# Start of EXTRACTED RECORDS
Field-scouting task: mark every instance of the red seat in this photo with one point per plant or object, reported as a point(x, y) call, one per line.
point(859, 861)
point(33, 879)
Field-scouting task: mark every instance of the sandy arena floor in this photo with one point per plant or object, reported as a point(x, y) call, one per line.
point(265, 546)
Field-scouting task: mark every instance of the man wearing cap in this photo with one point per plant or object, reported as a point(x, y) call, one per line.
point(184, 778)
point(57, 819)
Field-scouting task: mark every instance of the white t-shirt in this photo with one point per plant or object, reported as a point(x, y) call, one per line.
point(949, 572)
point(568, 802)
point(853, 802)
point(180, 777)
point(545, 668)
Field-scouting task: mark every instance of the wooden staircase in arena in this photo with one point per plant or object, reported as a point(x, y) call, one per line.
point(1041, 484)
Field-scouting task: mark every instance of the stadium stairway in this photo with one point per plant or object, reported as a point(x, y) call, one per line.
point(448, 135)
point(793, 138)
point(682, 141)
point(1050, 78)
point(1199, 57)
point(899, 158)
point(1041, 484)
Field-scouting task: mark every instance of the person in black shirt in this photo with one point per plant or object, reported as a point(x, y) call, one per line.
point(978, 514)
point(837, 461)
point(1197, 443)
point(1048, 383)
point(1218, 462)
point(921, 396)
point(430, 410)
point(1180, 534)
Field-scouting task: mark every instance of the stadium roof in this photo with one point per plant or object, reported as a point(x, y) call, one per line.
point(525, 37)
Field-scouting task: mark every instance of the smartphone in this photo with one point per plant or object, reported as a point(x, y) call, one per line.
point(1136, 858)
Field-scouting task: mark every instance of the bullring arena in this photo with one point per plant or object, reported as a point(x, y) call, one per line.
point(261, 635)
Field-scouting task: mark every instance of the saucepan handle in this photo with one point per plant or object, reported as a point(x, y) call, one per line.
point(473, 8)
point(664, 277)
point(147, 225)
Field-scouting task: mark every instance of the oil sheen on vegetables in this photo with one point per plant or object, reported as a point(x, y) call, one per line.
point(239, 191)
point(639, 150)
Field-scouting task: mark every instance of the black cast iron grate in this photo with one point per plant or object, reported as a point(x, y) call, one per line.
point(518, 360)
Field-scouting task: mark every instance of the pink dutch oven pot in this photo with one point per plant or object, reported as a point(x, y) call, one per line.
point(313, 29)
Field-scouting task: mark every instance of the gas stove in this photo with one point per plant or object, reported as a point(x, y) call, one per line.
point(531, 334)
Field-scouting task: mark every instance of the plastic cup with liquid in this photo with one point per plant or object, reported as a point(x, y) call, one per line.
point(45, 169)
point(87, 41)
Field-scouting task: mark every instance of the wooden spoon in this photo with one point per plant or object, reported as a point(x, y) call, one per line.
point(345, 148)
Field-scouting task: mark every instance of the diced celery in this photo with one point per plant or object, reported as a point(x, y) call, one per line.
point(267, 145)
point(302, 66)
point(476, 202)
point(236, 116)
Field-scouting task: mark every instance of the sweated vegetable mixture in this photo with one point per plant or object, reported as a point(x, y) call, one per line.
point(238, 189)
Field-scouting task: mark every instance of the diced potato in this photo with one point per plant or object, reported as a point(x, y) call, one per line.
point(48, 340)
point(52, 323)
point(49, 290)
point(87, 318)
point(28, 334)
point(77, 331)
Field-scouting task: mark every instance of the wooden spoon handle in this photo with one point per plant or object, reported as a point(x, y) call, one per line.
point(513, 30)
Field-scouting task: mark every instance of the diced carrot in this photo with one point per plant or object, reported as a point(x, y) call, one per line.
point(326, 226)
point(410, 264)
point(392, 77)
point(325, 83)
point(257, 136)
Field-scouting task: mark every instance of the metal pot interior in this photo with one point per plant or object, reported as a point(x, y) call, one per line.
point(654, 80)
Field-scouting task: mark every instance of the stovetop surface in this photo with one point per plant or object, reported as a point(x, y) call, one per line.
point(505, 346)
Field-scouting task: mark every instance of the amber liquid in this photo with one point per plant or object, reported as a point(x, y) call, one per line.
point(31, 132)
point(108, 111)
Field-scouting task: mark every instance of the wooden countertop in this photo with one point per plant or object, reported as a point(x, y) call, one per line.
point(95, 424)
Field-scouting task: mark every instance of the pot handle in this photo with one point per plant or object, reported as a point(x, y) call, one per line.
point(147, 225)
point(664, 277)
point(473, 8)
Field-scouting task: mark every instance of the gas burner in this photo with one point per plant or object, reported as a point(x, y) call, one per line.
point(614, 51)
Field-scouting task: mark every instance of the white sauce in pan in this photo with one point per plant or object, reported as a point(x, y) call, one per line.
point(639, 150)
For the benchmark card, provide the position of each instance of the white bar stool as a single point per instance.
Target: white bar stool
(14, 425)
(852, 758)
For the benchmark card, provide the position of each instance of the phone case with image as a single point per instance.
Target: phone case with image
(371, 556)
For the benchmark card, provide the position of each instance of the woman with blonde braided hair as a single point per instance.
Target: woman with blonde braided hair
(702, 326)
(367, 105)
# End of EXTRACTED RECORDS
EXERCISE DETAILS ▸ Can you give everything from "Field-scouting task: mark every instance of the diced potato" down to "point(505, 346)" again, with "diced" replaced by "cubed" and nothing else changed?

COMPLETE ANSWER ▸
Field-scouting task: mark every instance of the cubed potato in this photo with one point per plant or object, reported as a point(x, y) call, one per line.
point(48, 340)
point(52, 323)
point(49, 290)
point(87, 318)
point(28, 334)
point(77, 331)
Field-scouting task: mark every instance of the wooden spoon handle in this photo with one point per plant or object, reported as a point(x, y) call, one per line.
point(513, 30)
Field-scouting task: mark every instance of the cubed carrot in this photo with one point per plant or object, reported as a point(x, y) call, one per line.
point(326, 226)
point(410, 264)
point(392, 77)
point(325, 83)
point(257, 136)
Field-scouting task: mark every instance of the metal pot interior in this photo with one point per plant or object, reported as a point(x, y) call, one per line.
point(654, 80)
Field-scouting task: mark every instance of the stovetop surface in this photo with one point per plant or object, reported as a point(x, y) call, one per line.
point(505, 346)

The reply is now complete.